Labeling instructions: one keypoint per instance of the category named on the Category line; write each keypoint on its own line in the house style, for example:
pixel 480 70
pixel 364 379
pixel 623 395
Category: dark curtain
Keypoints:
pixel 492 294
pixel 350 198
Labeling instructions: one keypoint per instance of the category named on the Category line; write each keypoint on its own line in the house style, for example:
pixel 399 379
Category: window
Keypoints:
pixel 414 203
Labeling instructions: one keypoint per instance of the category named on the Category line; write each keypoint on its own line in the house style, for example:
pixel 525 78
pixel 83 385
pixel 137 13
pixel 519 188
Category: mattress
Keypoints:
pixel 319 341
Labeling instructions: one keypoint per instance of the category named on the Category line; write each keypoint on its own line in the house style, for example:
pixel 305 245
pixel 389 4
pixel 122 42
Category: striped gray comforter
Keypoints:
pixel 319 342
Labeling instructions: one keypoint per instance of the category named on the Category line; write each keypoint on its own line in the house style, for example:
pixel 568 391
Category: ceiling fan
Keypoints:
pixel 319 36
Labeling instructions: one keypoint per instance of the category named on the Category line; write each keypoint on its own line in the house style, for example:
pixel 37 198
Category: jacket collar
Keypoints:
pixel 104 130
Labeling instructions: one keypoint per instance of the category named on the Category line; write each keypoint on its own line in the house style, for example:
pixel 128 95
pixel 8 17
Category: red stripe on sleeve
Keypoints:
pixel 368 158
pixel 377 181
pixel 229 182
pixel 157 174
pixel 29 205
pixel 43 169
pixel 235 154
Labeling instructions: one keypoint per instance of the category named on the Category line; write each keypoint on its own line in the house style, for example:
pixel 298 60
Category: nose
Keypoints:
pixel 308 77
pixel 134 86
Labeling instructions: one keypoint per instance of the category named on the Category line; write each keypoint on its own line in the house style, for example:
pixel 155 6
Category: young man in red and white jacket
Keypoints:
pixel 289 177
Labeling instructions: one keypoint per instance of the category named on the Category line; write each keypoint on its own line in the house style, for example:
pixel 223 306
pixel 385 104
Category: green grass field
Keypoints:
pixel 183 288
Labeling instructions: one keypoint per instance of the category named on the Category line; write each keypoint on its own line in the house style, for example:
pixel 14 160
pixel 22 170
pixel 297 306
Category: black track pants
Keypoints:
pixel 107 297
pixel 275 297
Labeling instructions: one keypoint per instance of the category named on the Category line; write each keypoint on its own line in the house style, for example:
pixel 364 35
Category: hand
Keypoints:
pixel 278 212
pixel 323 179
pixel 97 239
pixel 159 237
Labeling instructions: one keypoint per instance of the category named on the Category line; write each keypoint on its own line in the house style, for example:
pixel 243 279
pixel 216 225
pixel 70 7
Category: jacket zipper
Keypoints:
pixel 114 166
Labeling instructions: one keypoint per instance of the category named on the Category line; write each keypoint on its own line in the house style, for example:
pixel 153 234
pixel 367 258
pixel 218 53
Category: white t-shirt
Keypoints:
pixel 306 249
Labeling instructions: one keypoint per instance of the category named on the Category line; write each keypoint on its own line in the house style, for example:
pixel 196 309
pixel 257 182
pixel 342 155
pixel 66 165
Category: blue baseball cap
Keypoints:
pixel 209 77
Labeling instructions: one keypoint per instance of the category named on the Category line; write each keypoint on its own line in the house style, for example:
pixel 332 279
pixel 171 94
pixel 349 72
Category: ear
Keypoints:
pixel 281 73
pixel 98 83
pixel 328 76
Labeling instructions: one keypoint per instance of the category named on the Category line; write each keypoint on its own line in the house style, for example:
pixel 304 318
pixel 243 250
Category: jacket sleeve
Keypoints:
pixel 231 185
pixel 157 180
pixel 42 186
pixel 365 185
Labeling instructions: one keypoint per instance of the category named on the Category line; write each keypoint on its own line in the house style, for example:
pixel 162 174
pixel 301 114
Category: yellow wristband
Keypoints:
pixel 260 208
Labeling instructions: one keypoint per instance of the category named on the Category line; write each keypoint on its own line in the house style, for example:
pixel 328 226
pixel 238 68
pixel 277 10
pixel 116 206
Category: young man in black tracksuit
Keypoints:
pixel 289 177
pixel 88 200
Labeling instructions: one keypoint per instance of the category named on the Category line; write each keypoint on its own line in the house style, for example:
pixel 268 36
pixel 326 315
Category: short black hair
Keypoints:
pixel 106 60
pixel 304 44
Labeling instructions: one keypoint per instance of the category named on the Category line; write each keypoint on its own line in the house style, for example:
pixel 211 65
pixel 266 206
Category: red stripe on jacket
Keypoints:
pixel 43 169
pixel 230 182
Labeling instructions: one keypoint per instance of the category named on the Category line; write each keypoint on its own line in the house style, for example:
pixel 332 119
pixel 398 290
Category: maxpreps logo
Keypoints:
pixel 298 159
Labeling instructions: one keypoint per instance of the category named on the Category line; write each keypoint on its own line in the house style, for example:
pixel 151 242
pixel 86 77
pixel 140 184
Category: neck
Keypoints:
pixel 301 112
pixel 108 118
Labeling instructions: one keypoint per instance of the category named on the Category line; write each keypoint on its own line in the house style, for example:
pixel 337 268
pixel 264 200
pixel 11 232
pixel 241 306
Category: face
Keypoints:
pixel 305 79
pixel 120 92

------------------------------

• Brief: From the listing above, output exactly the run of lines that starts with the line containing "pixel 385 104" and ends with the line containing "Category: jacket sleeve".

• Answer to the exercise:
pixel 385 104
Category: green grass field
Keypoints:
pixel 183 288
Labeling instructions: one keypoint per instance of the category named on the Category line; write each keypoint on its own line in the house style, for example:
pixel 14 160
pixel 22 170
pixel 297 306
Category: black track pants
Keypoints:
pixel 107 297
pixel 275 297
Labeling instructions: one keypoint per instance of the category named on the Category line; write each keypoint on its own line in the house style, for example:
pixel 364 35
Category: hand
Keypoints:
pixel 278 212
pixel 323 179
pixel 97 239
pixel 159 237
Labeling instructions: one keypoint per instance of the category named on the Category line; write each keypoint on its own line in the house style, for example:
pixel 243 279
pixel 216 225
pixel 70 7
Category: jacket zipper
Keypoints:
pixel 114 166
Labeling instructions: one keypoint per instance of the category named on the Category line; write each keypoint on its own line in the house style, for example:
pixel 153 234
pixel 367 258
pixel 218 53
Category: white t-shirt
Keypoints:
pixel 306 249
Labeling instructions: one keypoint per instance of the category named on the Category line; write each keypoint on its own line in the house style, for example:
pixel 196 309
pixel 257 182
pixel 342 155
pixel 66 165
Category: blue baseball cap
Keypoints:
pixel 209 77
Labeling instructions: one keypoint per instance of the category named on the Category line; write each keypoint on its own line in the house style, for example:
pixel 332 279
pixel 171 94
pixel 349 72
Category: ear
Keypoints:
pixel 281 73
pixel 98 83
pixel 328 76
Labeling instructions: one keypoint per instance of the category named on the Category line; write each keypoint on its own line in the house style, for example:
pixel 304 318
pixel 243 250
Category: jacket sleeve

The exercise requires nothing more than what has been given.